At-risk students: the percentage of at-risk students (at or below Proficiency Level I) is high in all German federal states, also in relation to the OECD average.

Pleasure reading: an average of 42 percent of German high school students reported that they do not read for pleasure. This number was very high in international comparison; the “Land of Poets and Philosophers” is thus the sad frontrunner when it comes to not reading for pleasure. Students who are not motivated to read have a harder time acquiring competence than their book-loving peers.

Effects of social background: the relationship between social background and competence acquisition is particularly pronounced in Germany. In none of the other thirty-two PISA countries was the difference in reading skills between adolescents from higher and lower social strata (children from educationally disadvantaged families or those with immigrant backgrounds) as great as in Germany. “Other countries succeed far better – despite similar population structures – in limiting the influence of social background and in reaching a higher overall proficiency level.”

▶ [WORKING DATA]:
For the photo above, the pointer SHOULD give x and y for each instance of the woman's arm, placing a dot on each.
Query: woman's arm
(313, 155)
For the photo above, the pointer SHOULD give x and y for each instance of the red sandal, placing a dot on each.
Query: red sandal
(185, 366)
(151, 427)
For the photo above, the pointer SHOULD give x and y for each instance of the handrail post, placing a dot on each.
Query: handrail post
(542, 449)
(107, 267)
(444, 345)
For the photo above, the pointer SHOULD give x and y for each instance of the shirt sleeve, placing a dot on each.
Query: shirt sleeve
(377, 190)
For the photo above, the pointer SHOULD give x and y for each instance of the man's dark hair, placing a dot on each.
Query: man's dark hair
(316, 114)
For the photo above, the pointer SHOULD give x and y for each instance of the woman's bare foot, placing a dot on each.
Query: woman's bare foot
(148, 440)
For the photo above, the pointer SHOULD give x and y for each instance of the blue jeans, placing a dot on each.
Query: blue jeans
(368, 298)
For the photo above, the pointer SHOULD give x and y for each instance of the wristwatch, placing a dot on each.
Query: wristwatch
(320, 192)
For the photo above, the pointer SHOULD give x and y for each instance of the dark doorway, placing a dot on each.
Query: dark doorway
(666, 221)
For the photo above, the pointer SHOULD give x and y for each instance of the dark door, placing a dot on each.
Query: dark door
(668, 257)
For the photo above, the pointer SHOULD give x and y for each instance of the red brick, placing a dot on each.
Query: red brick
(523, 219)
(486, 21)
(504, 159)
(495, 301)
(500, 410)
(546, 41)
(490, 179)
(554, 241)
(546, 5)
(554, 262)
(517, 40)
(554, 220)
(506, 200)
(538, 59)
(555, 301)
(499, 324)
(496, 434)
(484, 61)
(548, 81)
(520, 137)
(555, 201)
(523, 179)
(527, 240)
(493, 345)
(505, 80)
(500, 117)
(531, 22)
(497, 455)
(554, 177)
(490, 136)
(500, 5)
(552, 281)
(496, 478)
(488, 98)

▶ [DIRECTIONS]:
- a) In the passage on German PISA results, what average share of German high school students said they do not read for pleasure?
- b) Render the part of the listing from the line containing "brick, placing a dot on each." through its end as a Markdown table with the columns Row and Line, leaving out blank lines.
The listing has no connection to the passage on German PISA results.

▶ [TASK-BY-TASK RESULTS]:
- a) An average of 42 percent.

- b)
| Row | Line |
|---|---|
| 1 | For the photo above, the pointer SHOULD give x and y for each instance of the red brick, placing a dot on each. |
| 2 | Query: red brick |
| 3 | (523, 219) |
| 4 | (486, 21) |
| 5 | (504, 159) |
| 6 | (495, 301) |
| 7 | (500, 410) |
| 8 | (546, 41) |
| 9 | (490, 179) |
| 10 | (554, 241) |
| 11 | (546, 5) |
| 12 | (554, 262) |
| 13 | (517, 40) |
| 14 | (554, 220) |
| 15 | (506, 200) |
| 16 | (538, 59) |
| 17 | (555, 301) |
| 18 | (499, 324) |
| 19 | (496, 434) |
| 20 | (484, 61) |
| 21 | (548, 81) |
| 22 | (520, 137) |
| 23 | (555, 201) |
| 24 | (523, 179) |
| 25 | (527, 240) |
| 26 | (493, 345) |
| 27 | (505, 80) |
| 28 | (500, 117) |
| 29 | (531, 22) |
| 30 | (497, 455) |
| 31 | (554, 177) |
| 32 | (490, 136) |
| 33 | (500, 5) |
| 34 | (552, 281) |
| 35 | (496, 478) |
| 36 | (488, 98) |